*Extract provided:*
========

Still happy in Bhutan!
This country is something really special. I have not met a person yet that isn't nice, smiling, seemingly content. When I asked my guide about GNH, she said she thinks it really is working, and her best guess is that 70% of the citizens are really happy. I believe that, when in town or driving around the country it seems like there is a true like of life, and contentment.
The country is the least developed of all that we have visited. Infrastructure is poor, roads torn up, conditions of the hotels, pay is low, etc... Yet, that doesn't seem to matter, the citizens have family, friends, and homes, that is enough. It gives you a reality check that emphasizes you don't need a lot of stuff to be happy. I am not going to run home and put the Harley up for sale, but I will think about the next time I want to make a unnecessary purchase. Friends , family, and homes, a good recipe for happiness, it works here.
I went to a farmhouse and had a hot stone bath in a falling apart shed behind the house. It was awesome, they take cold water from the river and fill up a wooden box/tub with the water and then start taking big rocks out of the fire and placing in the end of the tubs. It heats up the tubs pretty quickly and then you hop in. If you want it hotter they bring in more rocks. It was a really cool experience, very third world, dirty, possibly amoeba infested, but well worth it. After the soak, I had a home cooked meal at the farmhouse with my guides, a couple from Singapore and the host family. We learned a lot of traditions that are worth sharing.

========

*Written instruction:*
Pick up the Bhutan travel post above after its last sentence and keep writing it in the same voice.

========

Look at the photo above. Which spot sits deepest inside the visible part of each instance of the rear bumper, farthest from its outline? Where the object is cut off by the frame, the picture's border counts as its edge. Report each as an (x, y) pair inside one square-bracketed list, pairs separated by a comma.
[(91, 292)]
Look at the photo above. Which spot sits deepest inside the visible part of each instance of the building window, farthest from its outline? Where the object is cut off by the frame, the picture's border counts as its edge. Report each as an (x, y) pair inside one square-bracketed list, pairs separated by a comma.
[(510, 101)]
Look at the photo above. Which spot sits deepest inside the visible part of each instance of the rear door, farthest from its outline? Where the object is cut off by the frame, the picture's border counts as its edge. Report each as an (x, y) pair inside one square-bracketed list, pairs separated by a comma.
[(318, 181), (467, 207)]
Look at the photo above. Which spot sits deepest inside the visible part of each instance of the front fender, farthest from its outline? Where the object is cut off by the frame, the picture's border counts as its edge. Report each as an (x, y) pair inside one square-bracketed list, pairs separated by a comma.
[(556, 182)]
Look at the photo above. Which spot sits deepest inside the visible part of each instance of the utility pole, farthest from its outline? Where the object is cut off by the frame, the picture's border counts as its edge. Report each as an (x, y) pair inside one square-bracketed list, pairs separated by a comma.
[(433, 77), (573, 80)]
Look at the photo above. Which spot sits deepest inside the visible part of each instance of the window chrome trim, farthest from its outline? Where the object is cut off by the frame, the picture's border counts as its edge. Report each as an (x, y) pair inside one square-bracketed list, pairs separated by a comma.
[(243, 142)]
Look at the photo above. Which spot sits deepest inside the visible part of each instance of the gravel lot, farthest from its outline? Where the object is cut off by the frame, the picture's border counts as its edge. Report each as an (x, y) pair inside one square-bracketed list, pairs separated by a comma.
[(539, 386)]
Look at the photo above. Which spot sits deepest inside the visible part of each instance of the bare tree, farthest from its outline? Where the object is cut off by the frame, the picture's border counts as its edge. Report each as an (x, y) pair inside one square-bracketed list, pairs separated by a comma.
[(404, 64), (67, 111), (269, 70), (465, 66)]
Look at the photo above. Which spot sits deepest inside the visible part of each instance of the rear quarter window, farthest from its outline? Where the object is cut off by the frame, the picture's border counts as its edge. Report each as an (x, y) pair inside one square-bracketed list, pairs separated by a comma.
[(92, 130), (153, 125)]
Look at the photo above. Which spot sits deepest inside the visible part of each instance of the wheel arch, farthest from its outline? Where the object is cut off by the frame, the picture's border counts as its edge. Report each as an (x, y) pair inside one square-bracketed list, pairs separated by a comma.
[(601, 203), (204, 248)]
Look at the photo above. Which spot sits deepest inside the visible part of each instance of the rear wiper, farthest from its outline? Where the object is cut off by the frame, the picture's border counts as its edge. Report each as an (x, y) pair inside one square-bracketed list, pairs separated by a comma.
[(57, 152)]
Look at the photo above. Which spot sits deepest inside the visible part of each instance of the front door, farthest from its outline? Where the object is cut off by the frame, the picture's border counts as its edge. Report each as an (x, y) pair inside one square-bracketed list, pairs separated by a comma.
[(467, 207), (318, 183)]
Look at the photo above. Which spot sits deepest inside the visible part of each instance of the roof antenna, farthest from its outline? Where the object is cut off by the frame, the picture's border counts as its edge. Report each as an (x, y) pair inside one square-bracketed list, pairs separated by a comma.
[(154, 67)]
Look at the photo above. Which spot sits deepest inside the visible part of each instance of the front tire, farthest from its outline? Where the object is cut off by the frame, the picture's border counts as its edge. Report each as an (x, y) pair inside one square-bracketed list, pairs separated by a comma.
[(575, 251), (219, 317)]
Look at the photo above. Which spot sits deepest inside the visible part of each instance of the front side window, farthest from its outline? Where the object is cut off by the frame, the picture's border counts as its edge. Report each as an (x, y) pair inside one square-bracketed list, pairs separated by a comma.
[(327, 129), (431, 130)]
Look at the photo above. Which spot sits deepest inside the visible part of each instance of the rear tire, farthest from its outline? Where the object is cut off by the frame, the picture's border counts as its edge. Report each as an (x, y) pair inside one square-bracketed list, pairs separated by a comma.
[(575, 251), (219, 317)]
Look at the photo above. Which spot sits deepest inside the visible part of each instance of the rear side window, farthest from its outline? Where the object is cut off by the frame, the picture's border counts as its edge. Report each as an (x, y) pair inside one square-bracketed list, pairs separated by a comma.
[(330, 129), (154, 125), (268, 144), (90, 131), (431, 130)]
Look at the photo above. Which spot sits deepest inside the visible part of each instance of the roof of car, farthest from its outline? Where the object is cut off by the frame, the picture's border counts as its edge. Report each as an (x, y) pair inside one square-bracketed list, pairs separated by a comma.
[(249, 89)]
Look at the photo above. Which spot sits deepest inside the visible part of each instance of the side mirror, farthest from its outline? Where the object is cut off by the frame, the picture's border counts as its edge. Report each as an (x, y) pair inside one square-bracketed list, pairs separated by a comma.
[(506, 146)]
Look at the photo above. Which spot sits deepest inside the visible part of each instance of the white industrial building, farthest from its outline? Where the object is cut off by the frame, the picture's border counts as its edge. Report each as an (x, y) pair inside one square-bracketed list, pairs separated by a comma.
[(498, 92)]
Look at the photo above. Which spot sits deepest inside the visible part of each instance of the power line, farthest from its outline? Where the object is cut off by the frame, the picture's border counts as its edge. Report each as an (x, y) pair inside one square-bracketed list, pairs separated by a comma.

========

*The answer:*
You sit on the floor in a circle, use your hands to eat, no utensils, and talk and tell jokes. It is a family affair, and parents, kids, grandkids, etc are all expected to make each meal.
First we had "yak butter", a salty warm tea like drink made from yaks milk ...... Enough said about that one.
Then we had Ara, the alcoholic drink common here, a rice wine with butter and fried egg. It was powerful and could be a game changer if you drank more than 2 glasses.
On to the food, first you take 2 drops of yak butter and rub on your hands, then you take some rice and roll it around your hands to pick up the dirt. Because of the bath my rice stayed white, but some of the other peoples rice turned dark brown. An effective way to clean your hands before a meal.
The mother then gives the guests a plateful of rice and starts passing around the dishes. We had asparagus and ferns, really good, beef with carrots, vegetables, and potatoes and cheese. Food has been excellent here. The traditional food is super crazy spicey, life changing spicy. I tried the spicy dishes at a couple of meals, bad choice on my part. They are aware of the western palate and de-spice everything but one dish at each meal. Holy crazy spice they eat here. The chili sauce they put on everything is ridiculous, just a heads up in case you ever visit.
After dinner everyone say goodbye and safe travel wishes, etc. It felt really good to be included in something like this, it affirms why we are doing this trip, to learn about other cultures, customs and people.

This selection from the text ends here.